## [Task objective]
For this exercise, repeat each entry exactly as written.

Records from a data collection
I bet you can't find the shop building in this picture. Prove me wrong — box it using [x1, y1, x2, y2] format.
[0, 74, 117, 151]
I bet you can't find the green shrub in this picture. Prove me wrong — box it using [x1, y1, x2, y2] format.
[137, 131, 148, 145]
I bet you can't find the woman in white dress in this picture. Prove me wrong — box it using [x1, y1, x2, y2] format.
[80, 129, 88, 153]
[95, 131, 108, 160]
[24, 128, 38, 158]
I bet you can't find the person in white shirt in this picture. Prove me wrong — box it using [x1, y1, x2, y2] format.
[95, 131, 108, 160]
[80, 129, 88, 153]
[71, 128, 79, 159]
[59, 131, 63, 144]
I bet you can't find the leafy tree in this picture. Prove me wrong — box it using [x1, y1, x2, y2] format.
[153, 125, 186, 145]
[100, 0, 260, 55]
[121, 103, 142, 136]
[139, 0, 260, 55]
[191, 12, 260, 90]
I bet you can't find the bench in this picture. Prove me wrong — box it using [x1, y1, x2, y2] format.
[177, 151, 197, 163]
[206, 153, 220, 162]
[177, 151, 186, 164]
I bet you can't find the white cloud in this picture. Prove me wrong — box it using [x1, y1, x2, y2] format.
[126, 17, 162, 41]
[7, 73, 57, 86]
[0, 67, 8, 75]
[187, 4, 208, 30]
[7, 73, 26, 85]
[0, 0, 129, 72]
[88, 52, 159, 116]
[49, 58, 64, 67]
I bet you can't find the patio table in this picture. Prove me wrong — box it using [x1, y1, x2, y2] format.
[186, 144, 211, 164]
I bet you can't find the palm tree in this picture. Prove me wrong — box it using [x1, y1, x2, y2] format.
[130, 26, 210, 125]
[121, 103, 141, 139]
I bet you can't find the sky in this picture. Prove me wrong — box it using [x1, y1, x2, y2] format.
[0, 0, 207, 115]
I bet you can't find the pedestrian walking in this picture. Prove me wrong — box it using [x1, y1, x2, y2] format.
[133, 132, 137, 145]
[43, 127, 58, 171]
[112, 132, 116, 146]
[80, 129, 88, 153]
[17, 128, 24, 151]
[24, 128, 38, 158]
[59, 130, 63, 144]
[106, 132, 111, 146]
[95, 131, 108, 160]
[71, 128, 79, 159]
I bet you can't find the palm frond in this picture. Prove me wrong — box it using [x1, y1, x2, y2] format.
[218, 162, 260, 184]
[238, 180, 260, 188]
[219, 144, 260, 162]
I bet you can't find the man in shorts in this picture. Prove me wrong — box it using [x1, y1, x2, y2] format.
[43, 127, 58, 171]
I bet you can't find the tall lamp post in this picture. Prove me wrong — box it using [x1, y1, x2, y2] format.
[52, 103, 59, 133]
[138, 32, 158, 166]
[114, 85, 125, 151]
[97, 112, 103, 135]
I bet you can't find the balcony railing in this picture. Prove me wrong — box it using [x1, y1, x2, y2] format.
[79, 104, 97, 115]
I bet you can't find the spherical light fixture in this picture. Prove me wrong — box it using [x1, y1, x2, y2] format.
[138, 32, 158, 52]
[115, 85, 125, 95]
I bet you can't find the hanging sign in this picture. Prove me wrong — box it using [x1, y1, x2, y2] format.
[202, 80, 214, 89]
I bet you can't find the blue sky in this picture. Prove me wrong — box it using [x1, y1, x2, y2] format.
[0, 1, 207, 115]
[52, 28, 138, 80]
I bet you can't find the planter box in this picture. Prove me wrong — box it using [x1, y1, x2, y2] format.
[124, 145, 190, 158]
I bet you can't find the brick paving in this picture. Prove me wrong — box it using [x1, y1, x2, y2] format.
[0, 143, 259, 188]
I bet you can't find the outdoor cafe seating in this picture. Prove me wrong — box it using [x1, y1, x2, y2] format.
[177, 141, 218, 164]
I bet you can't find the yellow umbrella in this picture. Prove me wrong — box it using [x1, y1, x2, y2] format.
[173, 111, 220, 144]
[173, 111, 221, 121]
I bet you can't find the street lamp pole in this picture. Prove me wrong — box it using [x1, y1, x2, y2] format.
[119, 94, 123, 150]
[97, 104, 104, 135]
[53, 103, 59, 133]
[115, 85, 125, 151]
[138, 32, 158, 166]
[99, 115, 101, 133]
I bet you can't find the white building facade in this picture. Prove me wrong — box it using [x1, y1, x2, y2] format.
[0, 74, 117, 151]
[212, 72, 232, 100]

## [Completed task]
I bet you can't find the shop building in this picture. Prove me wrong — box it using [x1, y1, x2, y2] format.
[0, 74, 117, 151]
I bet you can't find the green shrub in this picture. Prove me wrong — box it using [x1, y1, x2, y2] format.
[137, 131, 148, 145]
I bet you can't find the woman in white dress in this picture. Prove me wrong — box it using [x1, y1, x2, y2] format.
[80, 129, 88, 153]
[95, 131, 108, 160]
[24, 128, 38, 158]
I bet you can't find the person in white shirt in this picture. Prove me wrong — box it using [x1, y1, x2, y2] format.
[95, 131, 108, 160]
[80, 129, 88, 153]
[71, 128, 79, 159]
[59, 131, 63, 144]
I bet you can't find the leafy tree in this picture. Prove me wrong — box it using [x1, y1, x2, y2] format.
[153, 125, 186, 145]
[100, 0, 260, 55]
[121, 103, 142, 136]
[139, 0, 260, 55]
[191, 12, 260, 90]
I bet you can't find the bench in this picture. Prove me wrong — box it using [x1, y1, x2, y2] format.
[177, 151, 197, 163]
[206, 153, 220, 162]
[177, 151, 186, 164]
I bet you can't find the white cloud in this picture. Prove me wrong — box it using [x1, y1, x2, y2] format.
[126, 17, 162, 41]
[7, 73, 57, 86]
[0, 67, 8, 75]
[187, 4, 208, 30]
[7, 73, 26, 85]
[0, 0, 129, 72]
[88, 52, 159, 116]
[49, 58, 64, 67]
I bet you can't find the patio table in this picture. Prove me wrong — box it using [x1, y1, x2, y2] format.
[186, 144, 211, 164]
I bet you can't find the palm tree in this picture. Prove me wrong — box it using [x1, y1, x2, y2] format.
[130, 26, 210, 125]
[121, 103, 141, 139]
I bet you can't find the sky in this picture. Prove me wrong — box it using [x1, y1, x2, y2] format.
[0, 0, 207, 115]
I bet you can't find the pedestrian walking in this picture. Prove me wrong — box it using [x1, y1, x2, y2] format.
[133, 132, 137, 145]
[43, 127, 58, 171]
[112, 132, 116, 146]
[80, 129, 88, 153]
[17, 128, 24, 151]
[24, 128, 38, 158]
[59, 130, 63, 144]
[106, 132, 111, 146]
[95, 131, 108, 160]
[71, 128, 79, 159]
I bet you can't find the palm frond in this picture. Prove me wrong — box it using [x1, y1, x2, y2] format.
[218, 162, 260, 184]
[238, 180, 260, 188]
[219, 144, 260, 162]
I bet you can't find the man in shorts in this picture. Prove me wrong — box it using [x1, y1, x2, y2] format.
[43, 127, 58, 171]
I bet you can't find the tall lamp post in this picture. Prove me wrong — box it using [x1, y1, x2, y2] format.
[52, 103, 59, 133]
[138, 32, 158, 166]
[114, 85, 125, 151]
[97, 112, 103, 135]
I bet you can't find the balcony railing in this picture. Prove me wrong — box it using [x1, y1, x2, y2] format.
[79, 104, 97, 115]
I bet you can't find the spherical light fixture in this picture. Prove me wrong — box it using [x1, y1, x2, y2] format.
[138, 32, 158, 52]
[115, 85, 125, 95]
I bet you can't find the hanging sign in this picture. Prove me wrong — box it using [x1, y1, x2, y2] format.
[202, 80, 214, 89]
I bet you can't find the blue sky in this picture. Prove me wrong — box it using [x1, y1, x2, y2] format.
[0, 1, 207, 115]
[52, 28, 138, 80]
I bet you can't find the planter box in this picture. Prove me wrong — box it using [x1, y1, x2, y2] format.
[124, 145, 190, 158]
I bet you can't find the brick paving in this picture. Prove me wrong — box it using [x1, y1, x2, y2] format.
[0, 143, 259, 188]
I bet you can't find the outdoor cafe seating in this picture. Prove me wrong — box it using [x1, y1, x2, y2] format.
[177, 141, 218, 164]
I bet you can't find the yellow umbrella in this picture. Prove me wrong — box it using [x1, y1, x2, y2] format.
[173, 111, 220, 144]
[173, 111, 221, 121]
I bet you can't find the street lamp pole in this picture. Prove me wrong — box it using [x1, y1, x2, y2] format.
[119, 94, 123, 150]
[97, 104, 104, 135]
[53, 103, 59, 133]
[115, 85, 125, 151]
[138, 32, 158, 166]
[99, 115, 101, 133]
I bet you can't find the white building facade in this picture. Prove me wrong — box it using [x1, y1, x2, y2] format.
[0, 74, 117, 151]
[212, 72, 232, 100]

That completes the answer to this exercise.